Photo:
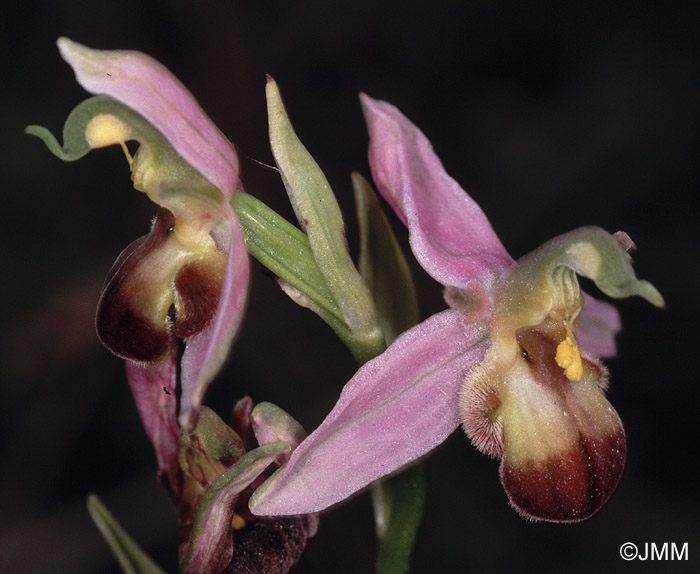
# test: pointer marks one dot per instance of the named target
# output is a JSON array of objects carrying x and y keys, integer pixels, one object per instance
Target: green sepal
[
  {"x": 284, "y": 249},
  {"x": 320, "y": 218},
  {"x": 131, "y": 558},
  {"x": 398, "y": 501},
  {"x": 383, "y": 265}
]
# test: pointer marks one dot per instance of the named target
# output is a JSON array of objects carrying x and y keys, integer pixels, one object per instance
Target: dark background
[{"x": 552, "y": 115}]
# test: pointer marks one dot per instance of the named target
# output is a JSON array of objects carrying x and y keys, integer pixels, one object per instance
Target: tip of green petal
[
  {"x": 54, "y": 147},
  {"x": 651, "y": 294}
]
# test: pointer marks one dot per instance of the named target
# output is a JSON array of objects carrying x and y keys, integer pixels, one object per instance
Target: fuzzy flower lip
[
  {"x": 194, "y": 260},
  {"x": 508, "y": 361}
]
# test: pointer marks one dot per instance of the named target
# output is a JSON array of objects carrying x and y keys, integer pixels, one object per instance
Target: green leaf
[{"x": 131, "y": 558}]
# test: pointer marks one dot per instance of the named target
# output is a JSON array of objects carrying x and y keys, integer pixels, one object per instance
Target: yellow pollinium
[
  {"x": 237, "y": 522},
  {"x": 105, "y": 130},
  {"x": 569, "y": 359}
]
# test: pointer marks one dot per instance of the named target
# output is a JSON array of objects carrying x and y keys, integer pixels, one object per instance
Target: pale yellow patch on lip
[{"x": 569, "y": 359}]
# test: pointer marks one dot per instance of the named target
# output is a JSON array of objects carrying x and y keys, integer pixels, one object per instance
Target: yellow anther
[
  {"x": 569, "y": 359},
  {"x": 106, "y": 129},
  {"x": 237, "y": 522}
]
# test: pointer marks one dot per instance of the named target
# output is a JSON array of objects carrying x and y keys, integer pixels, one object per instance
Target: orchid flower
[
  {"x": 186, "y": 281},
  {"x": 512, "y": 360}
]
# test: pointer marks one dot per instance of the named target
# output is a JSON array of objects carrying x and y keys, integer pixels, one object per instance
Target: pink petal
[
  {"x": 153, "y": 386},
  {"x": 599, "y": 322},
  {"x": 206, "y": 351},
  {"x": 395, "y": 409},
  {"x": 148, "y": 87},
  {"x": 450, "y": 235}
]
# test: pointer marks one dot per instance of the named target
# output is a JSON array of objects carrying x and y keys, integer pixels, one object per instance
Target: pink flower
[
  {"x": 186, "y": 282},
  {"x": 512, "y": 360}
]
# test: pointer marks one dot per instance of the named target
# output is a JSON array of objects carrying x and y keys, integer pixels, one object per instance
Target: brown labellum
[
  {"x": 122, "y": 324},
  {"x": 270, "y": 545}
]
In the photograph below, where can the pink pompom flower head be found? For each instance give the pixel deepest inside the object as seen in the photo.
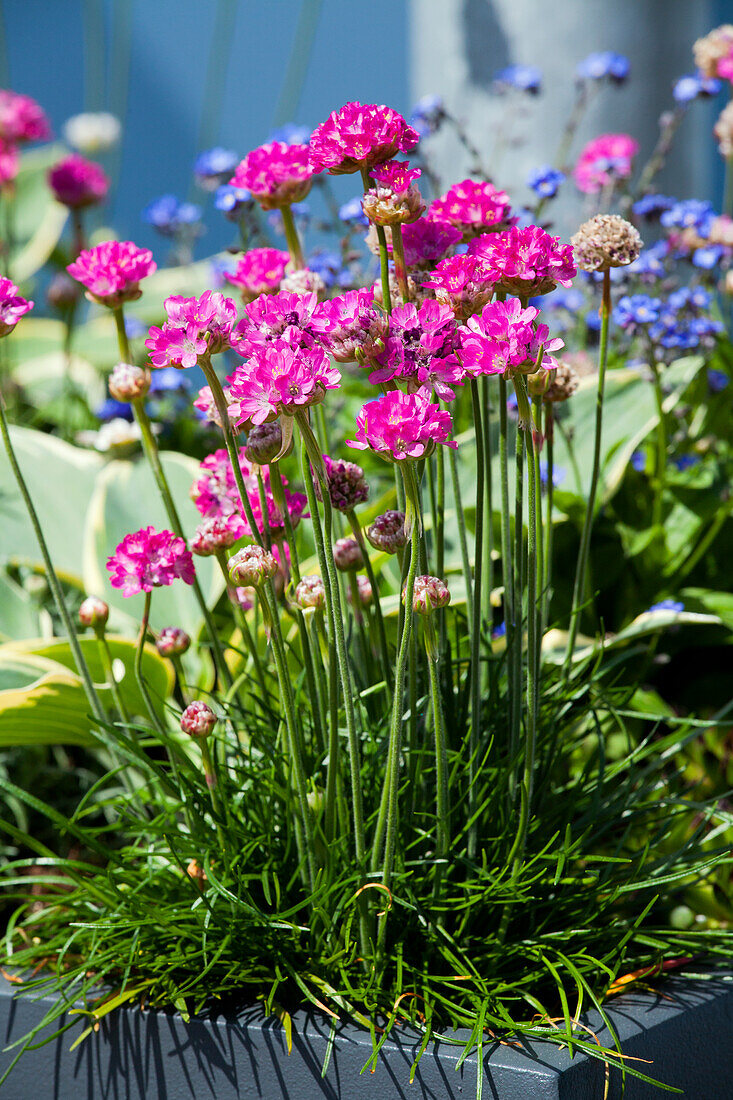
(350, 327)
(260, 271)
(12, 307)
(394, 199)
(78, 183)
(461, 283)
(112, 272)
(275, 175)
(401, 427)
(473, 207)
(525, 261)
(148, 560)
(604, 160)
(21, 119)
(195, 328)
(359, 136)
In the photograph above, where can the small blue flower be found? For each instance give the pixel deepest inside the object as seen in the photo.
(214, 163)
(717, 381)
(351, 211)
(604, 64)
(292, 134)
(695, 85)
(652, 206)
(523, 77)
(667, 605)
(545, 182)
(231, 199)
(111, 409)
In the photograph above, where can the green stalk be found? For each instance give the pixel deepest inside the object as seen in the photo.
(54, 584)
(579, 590)
(476, 626)
(294, 245)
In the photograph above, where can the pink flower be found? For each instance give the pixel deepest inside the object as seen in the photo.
(277, 378)
(604, 160)
(276, 174)
(9, 163)
(472, 207)
(21, 119)
(462, 283)
(77, 182)
(275, 317)
(12, 307)
(395, 199)
(419, 350)
(195, 327)
(148, 560)
(111, 272)
(260, 271)
(503, 338)
(348, 323)
(359, 136)
(525, 261)
(402, 426)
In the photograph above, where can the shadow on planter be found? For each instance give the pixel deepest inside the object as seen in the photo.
(684, 1032)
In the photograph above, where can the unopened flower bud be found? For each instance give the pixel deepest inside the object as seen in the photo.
(387, 531)
(94, 612)
(251, 567)
(348, 556)
(198, 719)
(217, 532)
(263, 442)
(605, 241)
(172, 641)
(429, 593)
(310, 592)
(128, 382)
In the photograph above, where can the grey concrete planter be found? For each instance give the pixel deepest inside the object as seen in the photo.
(685, 1031)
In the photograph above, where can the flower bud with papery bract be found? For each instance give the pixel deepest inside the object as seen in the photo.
(198, 719)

_REQUIRED TASK_: Make an exact copy of the records shown above, without the pictures.

_OUTPUT FOR THIS TASK_:
Photo:
# test: pointer marks one dot per instance of the named target
# output is a JSON array of objects carrying x and y keys, integer pixels, one object per instance
Target: green sepal
[
  {"x": 284, "y": 249},
  {"x": 320, "y": 218},
  {"x": 131, "y": 558},
  {"x": 398, "y": 501},
  {"x": 383, "y": 265}
]
# test: pointer marks one dot per instance of the named target
# output is a JSON array of objects carrying x and y keys, integer pixels, one object per instance
Target: dark background
[{"x": 552, "y": 115}]
# test: pointer marks one dot per instance of the named target
# output is a JSON array of objects carrying x and y keys, integer pixels, one object per instance
Target: tip of green petal
[
  {"x": 54, "y": 147},
  {"x": 651, "y": 294}
]
# test: pointer marks one dot per instance of the named target
# output is a JSON array of objects carrying x and y keys, integer pixels, one object per instance
Target: fuzzy flower lip
[
  {"x": 194, "y": 260},
  {"x": 508, "y": 361}
]
# test: pointer marks one dot per instance of the named target
# output is a JSON array of objects carrying x and y keys, integer pixels, one object per instance
Target: green leaf
[{"x": 131, "y": 558}]
# test: pointer marks one dot per instance of the named target
# output is a JSON array of objects carrying x and y keys, integer pixels, one object per instance
Target: yellow pollinium
[
  {"x": 237, "y": 522},
  {"x": 105, "y": 130},
  {"x": 569, "y": 359}
]
# test: pointer marks one dot per instance of the named target
# output is a JSON array of objects carrying x and y keys, integer pixels, one object per instance
Target: pale yellow patch on lip
[{"x": 569, "y": 359}]
# test: pointer marks one dot per instance of the named target
# output is a JSON array of objects carrying x and y keys, integer pixels, one object per instance
Target: yellow anther
[
  {"x": 569, "y": 359},
  {"x": 106, "y": 129},
  {"x": 237, "y": 522}
]
# test: pointer marks one dot per instance of the named target
# output is a JSON array of objects carrying x and y keys, integer pixels, one object per instance
Target: orchid flower
[
  {"x": 186, "y": 281},
  {"x": 512, "y": 360}
]
# test: pointer marks one dot per instance of the named target
# output is a JSON array of objects carrying x and y keys, integer pixels, one object per instance
Target: pink petal
[
  {"x": 153, "y": 386},
  {"x": 599, "y": 322},
  {"x": 206, "y": 351},
  {"x": 395, "y": 409},
  {"x": 148, "y": 87},
  {"x": 450, "y": 235}
]
# test: pointer marks one dot per instance of the named target
# output is a JSON array of objects carrying x and y keys, integer pixels, one object per instance
Target: pink flower
[
  {"x": 186, "y": 282},
  {"x": 512, "y": 360}
]
# test: pointer marks one dot per instance of the named target
# output is a JSON array of objects carrying x and y keys, integer pixels, one object per instance
Target: brown labellum
[
  {"x": 122, "y": 324},
  {"x": 270, "y": 545}
]
In the photograph below, where can the pink pompom flower head be found? For each instance give the pixel deepest inside the object as seen in the photo.
(350, 327)
(260, 271)
(12, 307)
(394, 199)
(78, 183)
(461, 283)
(112, 272)
(275, 175)
(401, 427)
(473, 207)
(525, 261)
(148, 560)
(604, 160)
(21, 119)
(195, 328)
(359, 136)
In the photograph above, where can the small blue flower be found? For each instance give the pixel deepest inside the object as seen in the photo.
(214, 163)
(717, 381)
(351, 211)
(604, 64)
(292, 134)
(695, 85)
(652, 206)
(523, 77)
(667, 605)
(545, 182)
(231, 199)
(111, 409)
In the photograph above, where can the green stalk be found? For each instance give the pixel deepest inside the object as seen in the photo.
(54, 584)
(579, 590)
(476, 626)
(294, 245)
In the photograph above, where can the pink flower be found? For each instance give the pixel deepest inside the object as seen in the photo.
(277, 378)
(604, 160)
(276, 174)
(9, 163)
(472, 207)
(21, 119)
(462, 283)
(77, 182)
(275, 317)
(12, 307)
(395, 199)
(419, 350)
(195, 327)
(148, 560)
(111, 272)
(260, 271)
(503, 338)
(348, 323)
(359, 136)
(525, 261)
(402, 426)
In the photograph above, where can the shadow on planter be found? For each instance give the pixel deepest inside the object as seen in the photo.
(684, 1032)
In the photograph above, where can the unopened flower bud be found? For each instance give the pixel deepest inside the object as seen in the photo.
(387, 531)
(94, 612)
(251, 567)
(348, 556)
(198, 719)
(217, 532)
(263, 442)
(605, 241)
(172, 641)
(429, 593)
(310, 592)
(128, 382)
In the photograph above, where can the grey concrete planter be found? For each instance give the pixel deepest inside the object as seen in the photo.
(685, 1031)
In the photograph above, where can the flower bud with papery bract be found? For each instance give the pixel deepest inside the object as seen in the photo.
(198, 719)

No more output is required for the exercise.